Express the lines below, starting at the line containing "For every <instance>, the" and ending at the line containing "box: [149, 4, 231, 51]", as a Markdown table with the columns Row and Text. Give each line a row number and skip any blank lines.

Top of MATERIAL PROVIDED

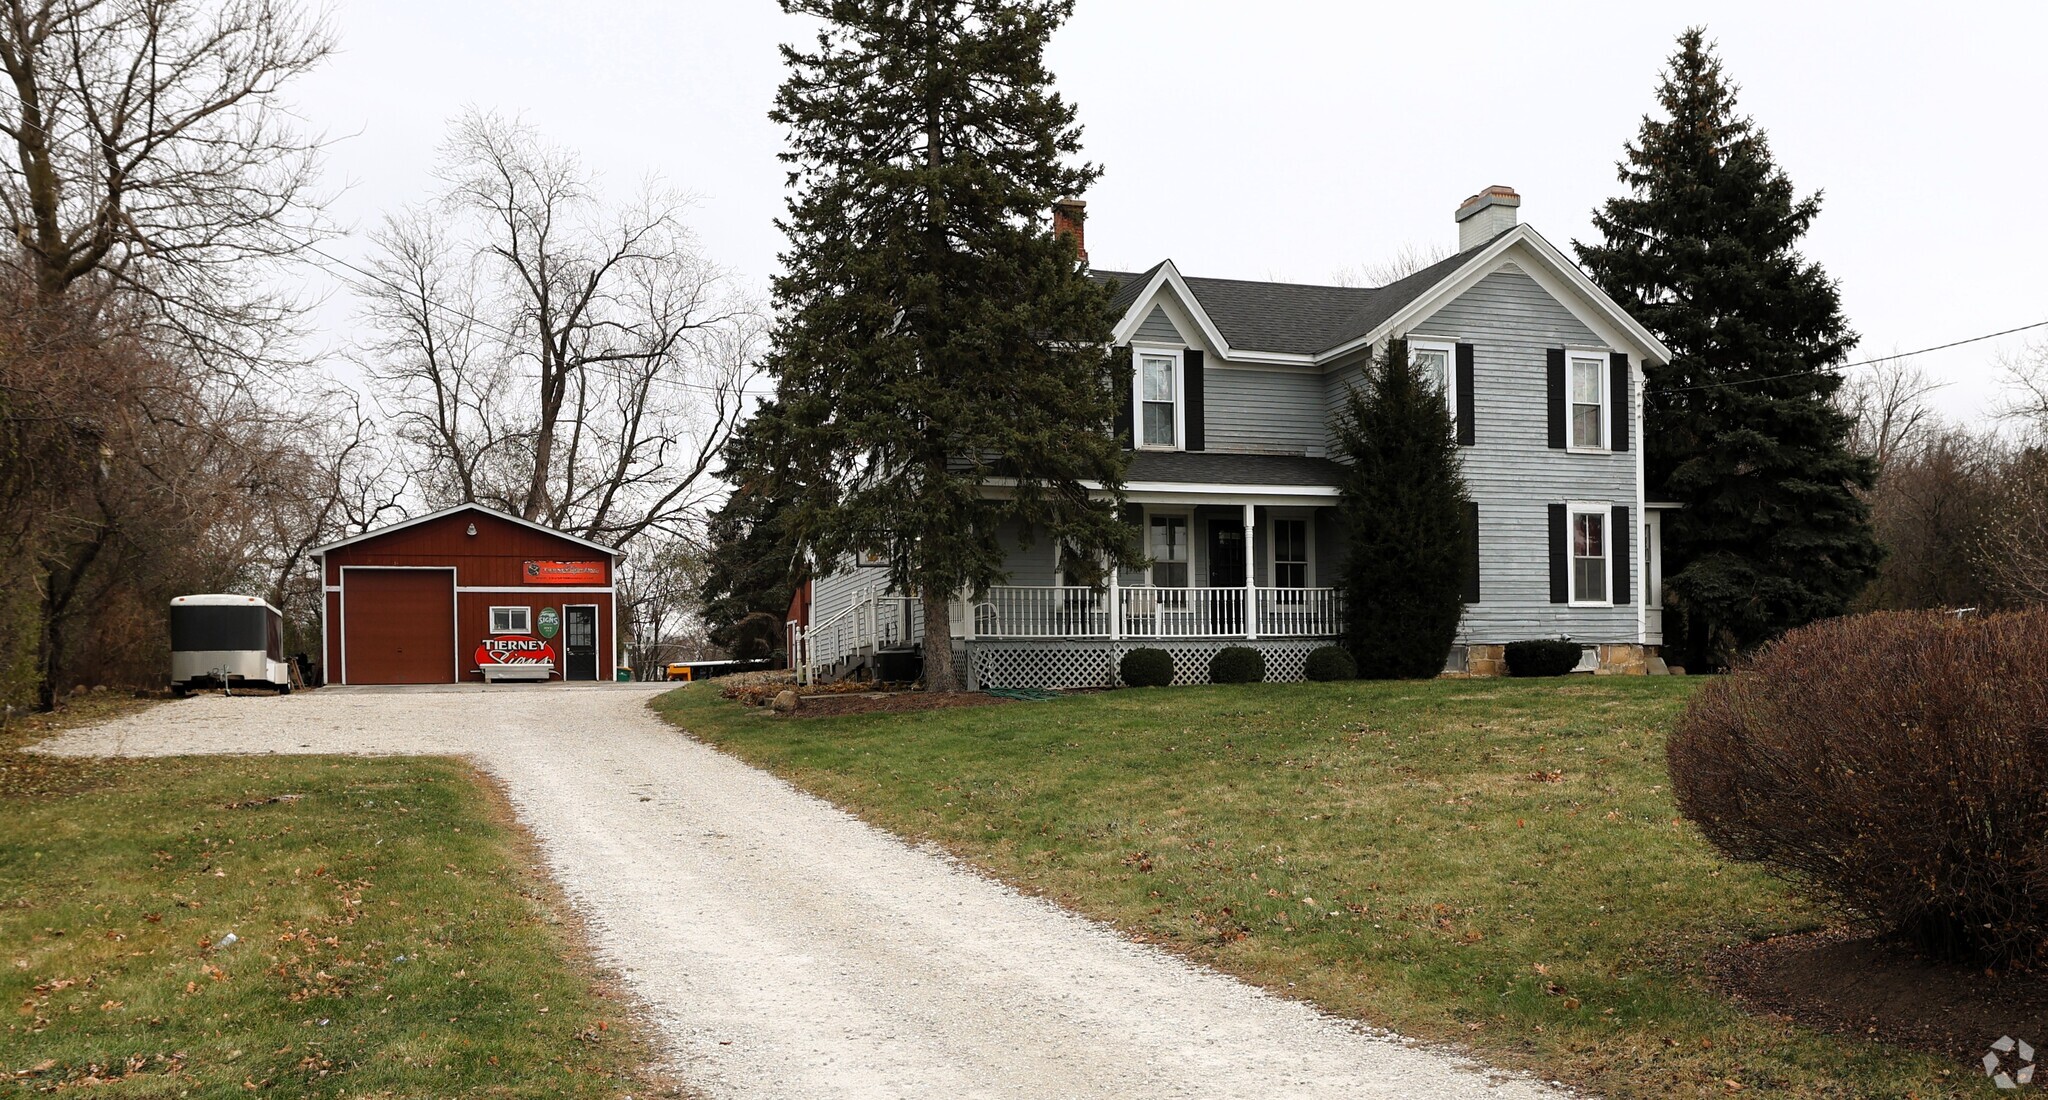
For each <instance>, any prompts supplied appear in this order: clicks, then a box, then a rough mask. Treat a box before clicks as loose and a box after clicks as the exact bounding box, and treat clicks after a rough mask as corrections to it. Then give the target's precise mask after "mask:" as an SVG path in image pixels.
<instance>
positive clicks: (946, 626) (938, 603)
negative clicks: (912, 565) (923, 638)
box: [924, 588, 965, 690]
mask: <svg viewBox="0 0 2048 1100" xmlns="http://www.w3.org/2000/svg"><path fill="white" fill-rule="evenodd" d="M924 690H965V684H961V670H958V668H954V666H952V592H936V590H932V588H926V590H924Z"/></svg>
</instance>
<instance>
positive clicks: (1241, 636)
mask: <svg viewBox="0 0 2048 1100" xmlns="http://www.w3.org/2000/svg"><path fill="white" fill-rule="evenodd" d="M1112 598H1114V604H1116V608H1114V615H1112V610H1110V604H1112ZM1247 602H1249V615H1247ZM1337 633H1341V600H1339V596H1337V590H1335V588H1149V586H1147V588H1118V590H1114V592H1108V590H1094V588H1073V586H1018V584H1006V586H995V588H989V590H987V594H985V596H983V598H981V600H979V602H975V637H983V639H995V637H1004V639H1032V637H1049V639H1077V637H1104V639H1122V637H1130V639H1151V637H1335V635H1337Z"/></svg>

Bottom of MATERIAL PROVIDED
Top of MATERIAL PROVIDED

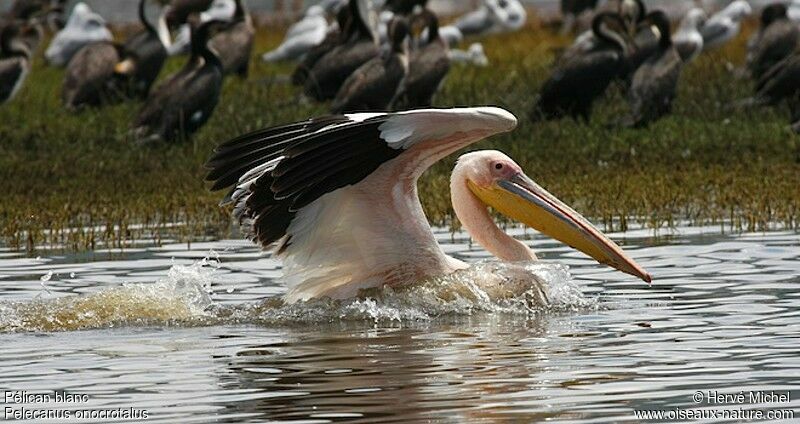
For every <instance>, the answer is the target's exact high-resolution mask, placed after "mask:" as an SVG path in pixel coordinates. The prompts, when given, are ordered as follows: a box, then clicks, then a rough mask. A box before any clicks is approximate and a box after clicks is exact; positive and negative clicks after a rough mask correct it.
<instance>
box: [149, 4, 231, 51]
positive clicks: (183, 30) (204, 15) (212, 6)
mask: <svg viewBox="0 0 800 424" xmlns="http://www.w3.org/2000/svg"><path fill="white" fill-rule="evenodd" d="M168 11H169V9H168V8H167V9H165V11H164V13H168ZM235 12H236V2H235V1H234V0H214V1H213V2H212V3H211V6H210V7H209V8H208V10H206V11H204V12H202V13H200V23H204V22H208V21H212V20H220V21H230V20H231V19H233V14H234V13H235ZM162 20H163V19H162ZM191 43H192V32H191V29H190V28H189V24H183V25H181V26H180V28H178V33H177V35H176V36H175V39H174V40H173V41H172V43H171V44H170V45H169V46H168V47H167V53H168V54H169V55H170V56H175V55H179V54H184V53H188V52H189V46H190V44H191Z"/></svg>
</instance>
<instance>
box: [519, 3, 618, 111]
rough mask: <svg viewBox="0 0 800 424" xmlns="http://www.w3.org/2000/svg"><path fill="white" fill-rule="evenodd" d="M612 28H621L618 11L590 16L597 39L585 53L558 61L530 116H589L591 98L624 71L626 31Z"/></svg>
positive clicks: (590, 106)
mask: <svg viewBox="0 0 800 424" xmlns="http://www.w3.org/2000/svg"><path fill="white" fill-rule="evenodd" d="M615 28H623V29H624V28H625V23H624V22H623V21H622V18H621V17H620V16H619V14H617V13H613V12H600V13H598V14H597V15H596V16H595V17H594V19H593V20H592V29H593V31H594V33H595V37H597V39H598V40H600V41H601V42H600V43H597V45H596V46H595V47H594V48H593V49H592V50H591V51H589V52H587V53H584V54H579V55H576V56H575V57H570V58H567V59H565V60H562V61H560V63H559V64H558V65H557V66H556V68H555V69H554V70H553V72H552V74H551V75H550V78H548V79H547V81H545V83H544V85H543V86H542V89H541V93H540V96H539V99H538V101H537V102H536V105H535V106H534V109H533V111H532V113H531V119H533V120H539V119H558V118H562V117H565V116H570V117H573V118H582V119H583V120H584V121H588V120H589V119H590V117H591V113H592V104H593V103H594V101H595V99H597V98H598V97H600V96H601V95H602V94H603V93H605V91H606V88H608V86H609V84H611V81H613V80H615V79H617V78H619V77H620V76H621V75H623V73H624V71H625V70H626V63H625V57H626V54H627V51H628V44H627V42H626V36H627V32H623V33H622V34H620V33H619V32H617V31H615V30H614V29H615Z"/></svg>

Bottom of MATERIAL PROVIDED
Top of MATERIAL PROVIDED

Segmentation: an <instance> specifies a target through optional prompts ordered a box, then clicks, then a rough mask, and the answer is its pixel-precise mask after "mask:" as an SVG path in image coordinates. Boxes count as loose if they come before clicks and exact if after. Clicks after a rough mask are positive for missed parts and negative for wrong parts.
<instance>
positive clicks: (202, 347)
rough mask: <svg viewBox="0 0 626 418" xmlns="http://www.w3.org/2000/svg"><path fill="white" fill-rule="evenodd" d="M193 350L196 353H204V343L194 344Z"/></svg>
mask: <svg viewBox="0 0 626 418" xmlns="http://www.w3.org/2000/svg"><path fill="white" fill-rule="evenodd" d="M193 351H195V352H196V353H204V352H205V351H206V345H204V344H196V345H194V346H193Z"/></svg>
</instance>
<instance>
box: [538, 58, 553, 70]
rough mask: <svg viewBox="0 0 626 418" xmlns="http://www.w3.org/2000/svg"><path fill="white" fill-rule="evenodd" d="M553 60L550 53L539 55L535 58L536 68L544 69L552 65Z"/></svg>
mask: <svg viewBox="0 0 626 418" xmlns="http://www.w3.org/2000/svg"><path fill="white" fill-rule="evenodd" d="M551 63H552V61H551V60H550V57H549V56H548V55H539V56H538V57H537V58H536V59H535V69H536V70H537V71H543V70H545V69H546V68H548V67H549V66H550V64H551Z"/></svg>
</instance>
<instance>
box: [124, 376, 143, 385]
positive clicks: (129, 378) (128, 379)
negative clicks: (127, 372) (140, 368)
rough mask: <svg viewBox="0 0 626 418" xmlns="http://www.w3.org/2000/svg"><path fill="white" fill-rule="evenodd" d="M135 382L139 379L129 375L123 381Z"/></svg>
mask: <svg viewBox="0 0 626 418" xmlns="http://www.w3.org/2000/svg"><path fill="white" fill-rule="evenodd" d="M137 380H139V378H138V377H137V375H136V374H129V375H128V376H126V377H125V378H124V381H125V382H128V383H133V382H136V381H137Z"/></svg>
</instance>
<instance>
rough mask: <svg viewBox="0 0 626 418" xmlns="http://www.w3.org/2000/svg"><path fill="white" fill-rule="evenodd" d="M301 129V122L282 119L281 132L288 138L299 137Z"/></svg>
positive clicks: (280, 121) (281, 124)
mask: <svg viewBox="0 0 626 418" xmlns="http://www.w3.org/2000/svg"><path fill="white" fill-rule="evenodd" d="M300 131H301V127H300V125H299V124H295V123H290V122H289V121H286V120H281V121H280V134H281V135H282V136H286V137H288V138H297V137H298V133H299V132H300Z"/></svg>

Bottom of MATERIAL PROVIDED

ANSWER.
| Row | Text |
|---|---|
| 1 | For every <instance>, the answer is the target's exact high-resolution mask, placed after "mask:" as an SVG path in pixel coordinates. The prompts, when given, are ordered as follows: a box, then clicks, then a rough mask. A box before any clicks is approximate and a box after clicks is exact; positive and negative clicks after a rough mask correct it. |
| 2 | <instance> |
| 3 | box: [149, 4, 231, 51] |